■ **Tujuan**
A) Tuliskan setiap bagian yang diapit tanda kurung dalam berita tentang OTT KPK, sesuai urutan kemunculannya.
B) Tuliskan kembali dengan persis bagian berita tentang OTT KPK yang dimulai pada kata-kata yang memuat "JAKARTA, KOMPAS.com - Wakil" dan berakhir setelah "tangkap tangan (OTT).".

■ **Bacaan yang Diberikan**

%%

JAKARTA, KOMPAS.com - Wakil Presiden Jusuf Kalla sepakat peserta Pilkada 2018 ditetapkan sebagai tersangka oleh Komisi Pemberantasan Korupsi (KPK), jika yang bersangkutan ditangkap dalam operasi tangkap tangan (OTT).
"Kalau OTT kan tidak bisa ditunda-tunda," ucap Kalla di Kantor Wakil Presiden RI, Jakarta, Selasa (13/3/2018).
Kalla menganggap, sulit rasanya jika calon kepala daerah yang diciduk KPK lewat sebuah OTT tak segera ditetapkan sebagai tersangka.
"Jadi memang sulit itu OTT. Kalau penyidikan mungkin bisa (tak) ditindak (langsung). Tapi kalau OTT, hari ini dilakukan OTT, hari itu (juga) kena," kata dia.

%%

■ **Entri Data**

%%

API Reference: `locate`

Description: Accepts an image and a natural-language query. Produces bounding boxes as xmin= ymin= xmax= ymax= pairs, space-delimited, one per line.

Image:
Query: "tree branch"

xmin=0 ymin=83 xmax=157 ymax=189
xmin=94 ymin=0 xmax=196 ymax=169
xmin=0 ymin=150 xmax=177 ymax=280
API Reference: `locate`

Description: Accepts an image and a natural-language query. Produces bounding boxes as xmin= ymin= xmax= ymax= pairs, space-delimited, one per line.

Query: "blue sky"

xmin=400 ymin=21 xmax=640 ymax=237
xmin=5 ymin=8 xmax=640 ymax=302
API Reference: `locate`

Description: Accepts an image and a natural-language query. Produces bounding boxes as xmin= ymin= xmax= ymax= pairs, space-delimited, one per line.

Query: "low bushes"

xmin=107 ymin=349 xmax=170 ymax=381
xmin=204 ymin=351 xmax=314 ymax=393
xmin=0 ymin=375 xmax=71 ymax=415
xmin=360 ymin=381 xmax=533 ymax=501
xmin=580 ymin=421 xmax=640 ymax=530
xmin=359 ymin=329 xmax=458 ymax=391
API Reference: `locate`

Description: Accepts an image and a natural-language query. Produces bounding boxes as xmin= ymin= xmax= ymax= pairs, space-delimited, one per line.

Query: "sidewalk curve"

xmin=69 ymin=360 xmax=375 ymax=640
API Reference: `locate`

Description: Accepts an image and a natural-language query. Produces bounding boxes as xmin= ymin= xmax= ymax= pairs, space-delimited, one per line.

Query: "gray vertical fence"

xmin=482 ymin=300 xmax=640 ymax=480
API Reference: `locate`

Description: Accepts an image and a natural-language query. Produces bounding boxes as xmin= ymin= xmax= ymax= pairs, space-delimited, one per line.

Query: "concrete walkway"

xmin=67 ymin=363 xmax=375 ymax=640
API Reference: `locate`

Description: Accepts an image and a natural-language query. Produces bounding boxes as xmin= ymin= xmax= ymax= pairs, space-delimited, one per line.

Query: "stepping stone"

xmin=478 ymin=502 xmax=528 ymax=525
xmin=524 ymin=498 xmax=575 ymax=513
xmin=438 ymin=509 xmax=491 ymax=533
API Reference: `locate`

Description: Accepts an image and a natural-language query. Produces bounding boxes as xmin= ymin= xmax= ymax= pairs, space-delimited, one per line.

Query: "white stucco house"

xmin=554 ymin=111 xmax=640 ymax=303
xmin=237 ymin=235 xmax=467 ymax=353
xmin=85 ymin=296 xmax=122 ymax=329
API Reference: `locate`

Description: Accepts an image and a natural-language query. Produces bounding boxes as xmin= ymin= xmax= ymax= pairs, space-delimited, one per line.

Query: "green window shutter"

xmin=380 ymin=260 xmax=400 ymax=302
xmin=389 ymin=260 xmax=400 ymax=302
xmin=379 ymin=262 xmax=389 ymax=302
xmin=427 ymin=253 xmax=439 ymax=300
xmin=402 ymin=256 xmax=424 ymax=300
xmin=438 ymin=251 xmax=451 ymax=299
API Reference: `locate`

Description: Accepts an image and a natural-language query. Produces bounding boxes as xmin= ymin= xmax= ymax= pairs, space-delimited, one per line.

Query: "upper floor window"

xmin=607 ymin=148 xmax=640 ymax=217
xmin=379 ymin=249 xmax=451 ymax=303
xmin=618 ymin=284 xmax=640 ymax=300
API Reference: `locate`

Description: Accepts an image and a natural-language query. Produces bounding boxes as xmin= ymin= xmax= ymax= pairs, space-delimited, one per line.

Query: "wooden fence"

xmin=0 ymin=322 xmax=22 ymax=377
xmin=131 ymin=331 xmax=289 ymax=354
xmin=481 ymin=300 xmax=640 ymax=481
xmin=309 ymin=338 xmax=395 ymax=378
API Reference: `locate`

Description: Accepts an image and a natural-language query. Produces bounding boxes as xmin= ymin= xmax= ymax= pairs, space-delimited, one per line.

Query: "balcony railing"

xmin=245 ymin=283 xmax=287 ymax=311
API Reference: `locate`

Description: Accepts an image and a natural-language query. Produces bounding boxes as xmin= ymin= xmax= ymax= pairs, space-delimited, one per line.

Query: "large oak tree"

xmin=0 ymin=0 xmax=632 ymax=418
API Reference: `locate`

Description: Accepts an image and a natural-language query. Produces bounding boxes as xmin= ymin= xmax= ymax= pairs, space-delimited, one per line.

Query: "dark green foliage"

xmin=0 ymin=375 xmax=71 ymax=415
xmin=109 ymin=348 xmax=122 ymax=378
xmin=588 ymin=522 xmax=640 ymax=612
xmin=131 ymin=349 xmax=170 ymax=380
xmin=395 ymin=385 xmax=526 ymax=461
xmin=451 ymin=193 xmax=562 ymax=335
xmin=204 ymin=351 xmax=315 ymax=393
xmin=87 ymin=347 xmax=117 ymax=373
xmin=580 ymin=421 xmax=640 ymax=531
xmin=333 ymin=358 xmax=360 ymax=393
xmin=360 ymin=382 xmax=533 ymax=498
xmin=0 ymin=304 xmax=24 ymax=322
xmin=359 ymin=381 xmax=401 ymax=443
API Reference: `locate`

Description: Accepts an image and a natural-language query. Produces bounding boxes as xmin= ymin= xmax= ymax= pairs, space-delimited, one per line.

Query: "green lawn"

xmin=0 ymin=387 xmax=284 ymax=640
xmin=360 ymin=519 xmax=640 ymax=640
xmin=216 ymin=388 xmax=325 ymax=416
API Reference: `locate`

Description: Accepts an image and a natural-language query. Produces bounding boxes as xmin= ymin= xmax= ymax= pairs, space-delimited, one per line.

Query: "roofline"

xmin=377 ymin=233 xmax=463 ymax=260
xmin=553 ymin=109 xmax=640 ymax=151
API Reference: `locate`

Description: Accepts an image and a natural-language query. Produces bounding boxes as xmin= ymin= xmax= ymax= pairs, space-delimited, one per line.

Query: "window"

%%
%%

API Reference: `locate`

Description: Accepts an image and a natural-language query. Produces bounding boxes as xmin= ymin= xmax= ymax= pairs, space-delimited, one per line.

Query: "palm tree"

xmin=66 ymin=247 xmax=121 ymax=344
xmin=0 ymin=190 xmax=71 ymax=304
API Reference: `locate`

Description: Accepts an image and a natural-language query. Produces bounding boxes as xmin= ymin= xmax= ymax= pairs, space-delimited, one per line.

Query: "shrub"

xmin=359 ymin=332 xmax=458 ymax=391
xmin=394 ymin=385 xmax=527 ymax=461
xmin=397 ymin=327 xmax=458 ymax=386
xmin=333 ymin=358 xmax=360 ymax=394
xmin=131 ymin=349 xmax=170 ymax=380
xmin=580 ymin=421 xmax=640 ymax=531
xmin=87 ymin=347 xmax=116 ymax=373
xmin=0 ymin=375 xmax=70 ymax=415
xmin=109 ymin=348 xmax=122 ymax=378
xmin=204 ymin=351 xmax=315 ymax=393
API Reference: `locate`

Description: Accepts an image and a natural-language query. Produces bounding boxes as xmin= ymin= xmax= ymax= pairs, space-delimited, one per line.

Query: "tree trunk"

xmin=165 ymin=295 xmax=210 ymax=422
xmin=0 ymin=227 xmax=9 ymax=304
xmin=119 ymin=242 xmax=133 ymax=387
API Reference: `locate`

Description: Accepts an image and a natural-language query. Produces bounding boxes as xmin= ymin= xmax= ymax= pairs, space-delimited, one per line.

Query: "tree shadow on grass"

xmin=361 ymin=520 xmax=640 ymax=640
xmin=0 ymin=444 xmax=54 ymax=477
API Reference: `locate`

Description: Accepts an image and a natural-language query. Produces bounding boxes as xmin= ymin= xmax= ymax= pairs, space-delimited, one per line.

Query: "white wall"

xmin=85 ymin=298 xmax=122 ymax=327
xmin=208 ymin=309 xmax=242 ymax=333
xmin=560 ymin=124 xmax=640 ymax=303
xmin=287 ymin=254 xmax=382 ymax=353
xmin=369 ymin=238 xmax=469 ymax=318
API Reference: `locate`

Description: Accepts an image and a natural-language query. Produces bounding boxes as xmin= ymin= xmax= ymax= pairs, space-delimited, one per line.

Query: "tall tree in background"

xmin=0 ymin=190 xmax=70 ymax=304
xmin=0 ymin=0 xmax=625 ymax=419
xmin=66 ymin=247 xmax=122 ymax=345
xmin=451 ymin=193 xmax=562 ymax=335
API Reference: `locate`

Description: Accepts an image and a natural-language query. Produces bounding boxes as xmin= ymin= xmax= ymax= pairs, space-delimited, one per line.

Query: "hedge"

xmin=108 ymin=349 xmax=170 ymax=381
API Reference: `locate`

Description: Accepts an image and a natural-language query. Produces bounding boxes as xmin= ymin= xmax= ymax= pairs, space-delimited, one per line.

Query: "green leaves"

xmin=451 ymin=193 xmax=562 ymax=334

%%
%%

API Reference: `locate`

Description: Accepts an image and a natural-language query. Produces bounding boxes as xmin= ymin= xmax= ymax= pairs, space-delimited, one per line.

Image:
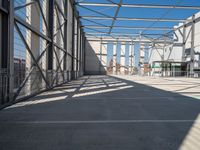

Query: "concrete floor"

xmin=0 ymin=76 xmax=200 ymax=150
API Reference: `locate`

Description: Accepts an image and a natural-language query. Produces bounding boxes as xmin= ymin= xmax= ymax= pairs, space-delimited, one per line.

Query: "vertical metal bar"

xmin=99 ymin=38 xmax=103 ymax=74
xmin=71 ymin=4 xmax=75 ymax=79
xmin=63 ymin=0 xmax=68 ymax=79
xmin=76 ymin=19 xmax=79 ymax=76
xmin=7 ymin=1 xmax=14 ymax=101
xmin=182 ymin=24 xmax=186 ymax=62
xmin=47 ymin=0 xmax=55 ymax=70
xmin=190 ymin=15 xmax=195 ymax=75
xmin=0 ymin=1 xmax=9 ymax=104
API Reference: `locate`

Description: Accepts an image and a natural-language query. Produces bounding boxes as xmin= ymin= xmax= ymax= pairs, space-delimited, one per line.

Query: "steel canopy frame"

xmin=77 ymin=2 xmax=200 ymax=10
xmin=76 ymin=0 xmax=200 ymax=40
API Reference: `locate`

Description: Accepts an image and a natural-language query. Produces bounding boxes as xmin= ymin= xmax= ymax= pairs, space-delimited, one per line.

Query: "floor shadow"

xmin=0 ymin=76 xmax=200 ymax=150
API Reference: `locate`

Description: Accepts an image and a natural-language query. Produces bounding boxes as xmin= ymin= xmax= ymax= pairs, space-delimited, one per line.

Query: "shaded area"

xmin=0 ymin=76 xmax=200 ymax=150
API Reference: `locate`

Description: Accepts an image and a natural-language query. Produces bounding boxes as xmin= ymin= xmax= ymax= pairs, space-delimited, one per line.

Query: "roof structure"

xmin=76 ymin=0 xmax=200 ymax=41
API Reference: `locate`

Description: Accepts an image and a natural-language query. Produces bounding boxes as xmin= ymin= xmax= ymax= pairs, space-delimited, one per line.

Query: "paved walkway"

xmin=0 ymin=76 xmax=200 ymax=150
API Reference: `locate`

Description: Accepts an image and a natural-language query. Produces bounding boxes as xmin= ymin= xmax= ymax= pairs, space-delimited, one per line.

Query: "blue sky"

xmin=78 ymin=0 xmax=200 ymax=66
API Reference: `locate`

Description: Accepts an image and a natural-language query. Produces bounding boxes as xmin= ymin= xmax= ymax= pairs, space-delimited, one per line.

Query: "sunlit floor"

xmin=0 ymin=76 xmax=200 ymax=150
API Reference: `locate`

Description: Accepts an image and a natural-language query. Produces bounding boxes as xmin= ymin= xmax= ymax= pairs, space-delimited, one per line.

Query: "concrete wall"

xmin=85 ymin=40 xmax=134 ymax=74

%%

■ **Hasil yang Diharapkan**
A) KPK, OTT, 13/3/2018, tak, langsung, juga

B)
JAKARTA, KOMPAS.com - Wakil Presiden Jusuf Kalla sepakat peserta Pilkada 2018 ditetapkan sebagai tersangka oleh Komisi Pemberantasan Korupsi (KPK), jika yang bersangkutan ditangkap dalam operasi tangkap tangan (OTT).